=== Text ===

The Panasonic Lumix DMC-GH1 is a digital mirrorless interchangeable lens camera adhering to the Olympus and Panasonic developed Micro Four Thirds System (MFT) system design standard. Panasonic classified the GH1 as a hybrid stills/video camera and the GH1 was introduced and marketed as a higher end camera than Panasonic's first MFT camera, the stills only, non-video capable Lumix DMC-G1.

The Panasonic Lumix DMC-GH1 was the second MFT camera introduced under the MFT design standard and the first MFT camera to include HD video recording capability. The GH1 was announced at the April 2009 Photo Marketing Association Annual Convention and Trade Show.

As a part of marketing this camera, Panasonic sponsored some professional filmmakers by allowing them to borrow the GH1 camera for their projects. One such GH1 model camera was used to film the pilot of the Swedish horror film Marianne.

=== Materials provided ===

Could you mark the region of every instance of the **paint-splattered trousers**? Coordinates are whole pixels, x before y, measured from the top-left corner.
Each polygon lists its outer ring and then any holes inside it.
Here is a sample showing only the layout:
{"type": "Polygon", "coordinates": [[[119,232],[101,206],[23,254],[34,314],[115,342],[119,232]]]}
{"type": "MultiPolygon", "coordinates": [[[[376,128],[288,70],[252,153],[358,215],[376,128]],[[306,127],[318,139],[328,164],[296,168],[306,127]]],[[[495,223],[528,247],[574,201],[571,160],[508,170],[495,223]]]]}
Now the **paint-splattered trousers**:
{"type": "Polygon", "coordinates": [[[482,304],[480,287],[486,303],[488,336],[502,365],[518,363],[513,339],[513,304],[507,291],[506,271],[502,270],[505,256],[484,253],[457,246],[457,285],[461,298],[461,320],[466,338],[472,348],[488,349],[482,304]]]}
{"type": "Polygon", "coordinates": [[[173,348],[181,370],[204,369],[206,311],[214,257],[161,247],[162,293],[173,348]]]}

===
=== Materials provided ===

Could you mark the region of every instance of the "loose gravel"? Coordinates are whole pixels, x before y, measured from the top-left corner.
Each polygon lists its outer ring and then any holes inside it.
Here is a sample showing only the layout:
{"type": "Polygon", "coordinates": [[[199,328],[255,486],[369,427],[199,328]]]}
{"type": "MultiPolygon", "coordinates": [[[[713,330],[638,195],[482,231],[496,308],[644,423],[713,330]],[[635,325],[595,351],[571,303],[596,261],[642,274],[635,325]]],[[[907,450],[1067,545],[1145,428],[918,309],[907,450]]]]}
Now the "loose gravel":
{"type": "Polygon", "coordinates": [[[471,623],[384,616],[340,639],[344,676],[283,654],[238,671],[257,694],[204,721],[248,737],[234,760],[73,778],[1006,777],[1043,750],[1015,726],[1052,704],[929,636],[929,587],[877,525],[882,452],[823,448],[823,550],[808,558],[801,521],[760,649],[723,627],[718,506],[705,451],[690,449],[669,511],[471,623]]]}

===
=== Materials provided ===

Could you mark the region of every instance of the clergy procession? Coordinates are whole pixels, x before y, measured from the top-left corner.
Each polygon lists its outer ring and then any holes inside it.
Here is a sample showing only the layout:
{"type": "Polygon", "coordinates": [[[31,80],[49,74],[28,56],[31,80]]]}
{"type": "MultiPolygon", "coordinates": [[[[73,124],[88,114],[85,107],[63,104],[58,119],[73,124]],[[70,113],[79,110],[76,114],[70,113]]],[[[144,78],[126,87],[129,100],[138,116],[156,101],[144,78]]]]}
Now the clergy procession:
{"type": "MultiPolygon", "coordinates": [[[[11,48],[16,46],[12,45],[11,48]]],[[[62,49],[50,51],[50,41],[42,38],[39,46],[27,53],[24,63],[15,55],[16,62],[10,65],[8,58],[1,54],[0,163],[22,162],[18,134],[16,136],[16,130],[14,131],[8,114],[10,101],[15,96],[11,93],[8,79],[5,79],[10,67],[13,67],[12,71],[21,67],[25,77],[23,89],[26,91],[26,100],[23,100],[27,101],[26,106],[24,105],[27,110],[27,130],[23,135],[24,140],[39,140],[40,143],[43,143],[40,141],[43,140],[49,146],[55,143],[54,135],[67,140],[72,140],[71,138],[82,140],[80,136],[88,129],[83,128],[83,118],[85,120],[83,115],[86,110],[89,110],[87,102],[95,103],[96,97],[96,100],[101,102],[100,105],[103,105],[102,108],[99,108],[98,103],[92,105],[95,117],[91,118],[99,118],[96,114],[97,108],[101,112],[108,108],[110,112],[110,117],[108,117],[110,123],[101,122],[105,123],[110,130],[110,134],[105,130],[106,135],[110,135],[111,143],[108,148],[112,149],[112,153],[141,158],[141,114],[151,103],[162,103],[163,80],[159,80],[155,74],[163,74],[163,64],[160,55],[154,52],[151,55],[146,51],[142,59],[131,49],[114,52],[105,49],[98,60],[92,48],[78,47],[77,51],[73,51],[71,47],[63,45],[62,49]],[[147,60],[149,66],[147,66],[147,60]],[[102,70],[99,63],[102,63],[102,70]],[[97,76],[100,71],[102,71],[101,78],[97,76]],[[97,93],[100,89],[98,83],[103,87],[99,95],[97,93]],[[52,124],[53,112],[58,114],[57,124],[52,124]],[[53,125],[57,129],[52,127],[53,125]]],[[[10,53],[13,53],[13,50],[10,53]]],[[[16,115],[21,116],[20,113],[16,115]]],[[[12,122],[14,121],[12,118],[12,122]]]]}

===

* _Work to complete_
- 1) In the GH1 text, which Panasonic camera is described as stills only and unable to record video?
- 2) Put the lines of the rows starting at the line containing "of the **paint-splattered" and ending at the line containing "Now the **paint-splattered" into a JSON list of strings, one string per line, leaving out blank lines.

* _Responses to the tasks_
- 1) The Lumix DMC-G1, Panasonic's first MFT camera.

- 2)
[
  "Could you mark the region of every instance of the **paint-splattered trousers**? Coordinates are whole pixels, x before y, measured from the top-left corner.",
  "Each polygon lists its outer ring and then any holes inside it.",
  "Here is a sample showing only the layout:",
  "{\"type\": \"Polygon\", \"coordinates\": [[[119,232],[101,206],[23,254],[34,314],[115,342],[119,232]]]}",
  "{\"type\": \"MultiPolygon\", \"coordinates\": [[[[376,128],[288,70],[252,153],[358,215],[376,128]],[[306,127],[318,139],[328,164],[296,168],[306,127]]],[[[495,223],[528,247],[574,201],[571,160],[508,170],[495,223]]]]}",
  "Now the **paint-splattered trousers**:"
]